= Work order =
Read through the records. Copy each line that has the word "below".

[Natural-language object grounding data]
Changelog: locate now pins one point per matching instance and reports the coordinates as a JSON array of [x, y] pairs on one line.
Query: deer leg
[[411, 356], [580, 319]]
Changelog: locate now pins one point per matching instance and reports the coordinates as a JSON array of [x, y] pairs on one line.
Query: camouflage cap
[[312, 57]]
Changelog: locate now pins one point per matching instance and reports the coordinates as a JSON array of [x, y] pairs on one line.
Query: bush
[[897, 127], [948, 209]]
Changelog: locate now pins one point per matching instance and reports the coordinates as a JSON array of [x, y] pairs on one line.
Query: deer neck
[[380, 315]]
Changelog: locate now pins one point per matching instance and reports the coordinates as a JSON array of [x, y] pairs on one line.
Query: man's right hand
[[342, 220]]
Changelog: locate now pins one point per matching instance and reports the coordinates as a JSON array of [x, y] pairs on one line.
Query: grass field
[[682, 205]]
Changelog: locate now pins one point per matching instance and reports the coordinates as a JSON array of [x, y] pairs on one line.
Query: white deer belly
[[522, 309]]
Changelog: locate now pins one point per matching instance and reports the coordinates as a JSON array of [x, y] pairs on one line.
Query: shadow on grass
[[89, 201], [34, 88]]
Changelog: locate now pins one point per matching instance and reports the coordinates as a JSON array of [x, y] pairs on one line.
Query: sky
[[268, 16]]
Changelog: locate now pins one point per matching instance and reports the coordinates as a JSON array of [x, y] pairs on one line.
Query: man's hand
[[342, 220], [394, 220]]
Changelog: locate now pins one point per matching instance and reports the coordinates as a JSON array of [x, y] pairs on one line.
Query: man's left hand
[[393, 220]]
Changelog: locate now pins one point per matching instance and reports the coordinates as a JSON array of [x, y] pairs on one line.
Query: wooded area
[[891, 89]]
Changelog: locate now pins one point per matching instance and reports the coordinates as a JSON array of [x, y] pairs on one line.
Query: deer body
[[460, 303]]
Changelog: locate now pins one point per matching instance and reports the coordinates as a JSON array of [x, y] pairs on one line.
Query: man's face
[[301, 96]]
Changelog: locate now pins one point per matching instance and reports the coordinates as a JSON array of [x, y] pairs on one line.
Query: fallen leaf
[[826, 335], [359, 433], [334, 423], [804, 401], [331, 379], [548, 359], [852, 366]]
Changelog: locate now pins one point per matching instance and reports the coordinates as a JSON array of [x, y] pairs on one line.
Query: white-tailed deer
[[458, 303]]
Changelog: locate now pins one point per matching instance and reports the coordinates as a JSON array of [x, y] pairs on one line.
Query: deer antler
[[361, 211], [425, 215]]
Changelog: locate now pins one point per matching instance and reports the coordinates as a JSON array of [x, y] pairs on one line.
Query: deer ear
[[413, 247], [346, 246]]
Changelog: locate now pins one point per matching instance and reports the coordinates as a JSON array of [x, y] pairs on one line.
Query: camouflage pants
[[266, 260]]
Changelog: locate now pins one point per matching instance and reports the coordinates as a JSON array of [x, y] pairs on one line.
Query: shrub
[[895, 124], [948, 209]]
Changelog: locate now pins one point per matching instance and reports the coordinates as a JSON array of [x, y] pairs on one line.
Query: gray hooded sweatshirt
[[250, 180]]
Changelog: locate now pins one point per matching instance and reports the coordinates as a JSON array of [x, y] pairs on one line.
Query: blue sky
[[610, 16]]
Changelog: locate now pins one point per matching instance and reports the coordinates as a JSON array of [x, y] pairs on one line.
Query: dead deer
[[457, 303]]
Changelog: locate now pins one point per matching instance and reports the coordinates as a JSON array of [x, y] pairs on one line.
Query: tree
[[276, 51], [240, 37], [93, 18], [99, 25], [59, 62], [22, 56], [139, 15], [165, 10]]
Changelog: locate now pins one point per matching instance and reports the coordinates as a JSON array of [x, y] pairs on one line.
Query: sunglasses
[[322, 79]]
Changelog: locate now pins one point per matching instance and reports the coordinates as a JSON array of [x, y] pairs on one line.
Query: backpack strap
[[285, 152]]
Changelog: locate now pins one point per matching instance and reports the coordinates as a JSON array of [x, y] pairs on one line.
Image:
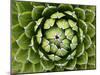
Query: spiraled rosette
[[52, 37]]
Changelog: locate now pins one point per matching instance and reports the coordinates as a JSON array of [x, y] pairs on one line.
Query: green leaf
[[65, 7], [33, 57], [91, 67], [61, 63], [91, 30], [27, 68], [53, 48], [42, 56], [49, 23], [14, 18], [74, 42], [80, 50], [71, 56], [24, 19], [57, 15], [23, 42], [23, 7], [81, 35], [62, 24], [45, 45], [37, 12], [21, 55], [83, 59], [71, 64], [39, 36], [80, 13], [82, 25], [92, 60], [81, 67], [16, 66], [65, 44], [90, 15], [37, 68], [14, 49], [69, 33], [47, 65], [73, 25], [71, 14], [38, 22], [29, 29], [61, 52], [91, 51], [48, 11], [87, 41], [17, 31], [53, 32], [54, 57]]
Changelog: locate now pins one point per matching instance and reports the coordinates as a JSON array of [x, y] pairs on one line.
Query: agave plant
[[49, 37]]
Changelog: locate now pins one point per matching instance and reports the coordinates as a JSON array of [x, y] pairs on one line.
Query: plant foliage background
[[48, 37]]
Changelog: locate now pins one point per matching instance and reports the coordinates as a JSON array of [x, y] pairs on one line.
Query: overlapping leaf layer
[[52, 37]]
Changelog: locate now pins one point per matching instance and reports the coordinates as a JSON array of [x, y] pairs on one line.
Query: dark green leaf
[[23, 42]]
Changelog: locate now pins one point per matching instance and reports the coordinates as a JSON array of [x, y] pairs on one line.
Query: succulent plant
[[48, 37]]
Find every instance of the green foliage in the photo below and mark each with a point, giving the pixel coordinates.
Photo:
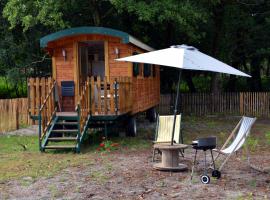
(182, 15)
(267, 136)
(30, 13)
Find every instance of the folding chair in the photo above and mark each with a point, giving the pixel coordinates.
(243, 128)
(164, 130)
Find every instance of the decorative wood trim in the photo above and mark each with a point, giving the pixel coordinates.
(76, 71)
(106, 53)
(53, 67)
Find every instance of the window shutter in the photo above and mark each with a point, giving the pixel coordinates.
(135, 67)
(147, 70)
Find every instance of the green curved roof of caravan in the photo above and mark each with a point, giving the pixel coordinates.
(126, 38)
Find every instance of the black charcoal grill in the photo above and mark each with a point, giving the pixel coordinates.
(205, 144)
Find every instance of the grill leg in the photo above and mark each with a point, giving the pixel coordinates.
(194, 163)
(213, 161)
(205, 170)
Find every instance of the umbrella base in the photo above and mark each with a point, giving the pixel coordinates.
(180, 167)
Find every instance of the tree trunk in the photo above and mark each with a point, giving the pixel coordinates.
(188, 78)
(255, 82)
(218, 13)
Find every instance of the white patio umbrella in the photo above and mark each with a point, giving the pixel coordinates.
(183, 57)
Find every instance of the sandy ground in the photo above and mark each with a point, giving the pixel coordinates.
(129, 175)
(31, 130)
(126, 174)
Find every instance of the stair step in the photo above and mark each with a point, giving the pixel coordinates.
(65, 131)
(62, 139)
(60, 147)
(66, 114)
(66, 123)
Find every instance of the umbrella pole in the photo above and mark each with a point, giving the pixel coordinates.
(176, 104)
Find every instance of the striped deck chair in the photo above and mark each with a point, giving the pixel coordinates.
(164, 131)
(239, 139)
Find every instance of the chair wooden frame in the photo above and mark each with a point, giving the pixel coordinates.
(180, 135)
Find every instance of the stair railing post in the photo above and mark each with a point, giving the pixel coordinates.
(79, 129)
(116, 98)
(39, 130)
(90, 99)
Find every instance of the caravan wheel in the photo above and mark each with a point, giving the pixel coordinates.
(131, 127)
(151, 114)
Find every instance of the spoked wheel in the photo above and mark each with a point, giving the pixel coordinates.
(216, 174)
(205, 179)
(131, 127)
(151, 114)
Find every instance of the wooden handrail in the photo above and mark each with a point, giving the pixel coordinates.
(47, 111)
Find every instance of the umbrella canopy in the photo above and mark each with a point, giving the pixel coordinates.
(184, 57)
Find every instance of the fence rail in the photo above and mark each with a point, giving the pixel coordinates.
(233, 103)
(13, 114)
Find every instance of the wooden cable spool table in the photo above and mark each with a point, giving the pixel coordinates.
(170, 157)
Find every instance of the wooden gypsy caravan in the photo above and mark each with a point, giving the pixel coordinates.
(88, 88)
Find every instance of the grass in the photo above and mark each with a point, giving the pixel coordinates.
(20, 157)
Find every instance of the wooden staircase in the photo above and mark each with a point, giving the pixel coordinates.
(64, 132)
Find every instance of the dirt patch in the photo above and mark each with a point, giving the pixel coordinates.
(31, 130)
(129, 175)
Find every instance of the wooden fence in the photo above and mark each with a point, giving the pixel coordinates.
(13, 114)
(236, 103)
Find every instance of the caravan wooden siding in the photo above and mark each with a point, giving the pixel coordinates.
(145, 90)
(38, 89)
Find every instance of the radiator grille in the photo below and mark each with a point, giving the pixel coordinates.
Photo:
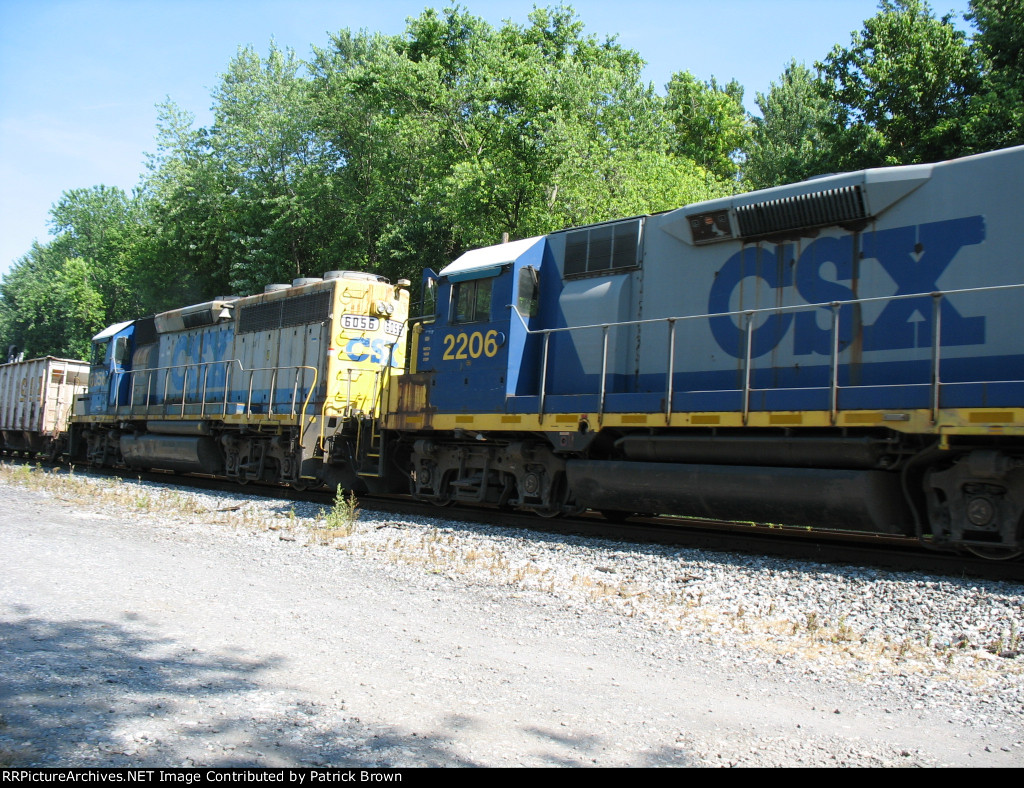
(814, 210)
(314, 307)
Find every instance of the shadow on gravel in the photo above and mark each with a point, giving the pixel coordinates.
(101, 694)
(588, 750)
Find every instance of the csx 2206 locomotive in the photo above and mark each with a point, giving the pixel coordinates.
(845, 352)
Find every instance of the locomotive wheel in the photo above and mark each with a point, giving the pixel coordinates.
(560, 495)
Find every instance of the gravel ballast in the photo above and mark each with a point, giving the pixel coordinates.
(152, 625)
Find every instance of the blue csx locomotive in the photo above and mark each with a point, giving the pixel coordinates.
(846, 352)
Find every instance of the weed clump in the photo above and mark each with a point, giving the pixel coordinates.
(340, 521)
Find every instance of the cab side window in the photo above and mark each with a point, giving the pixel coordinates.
(472, 301)
(528, 292)
(99, 352)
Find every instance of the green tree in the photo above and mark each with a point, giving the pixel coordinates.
(49, 304)
(901, 88)
(709, 125)
(456, 132)
(997, 107)
(791, 140)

= Result of this exercise =
Find every instance of the green foliage in the photo below and mark each with a point, giving the pixel coordinates.
Find every instance of the radiator grille in the photo below and mark each with a point, giving the pixel coordinates.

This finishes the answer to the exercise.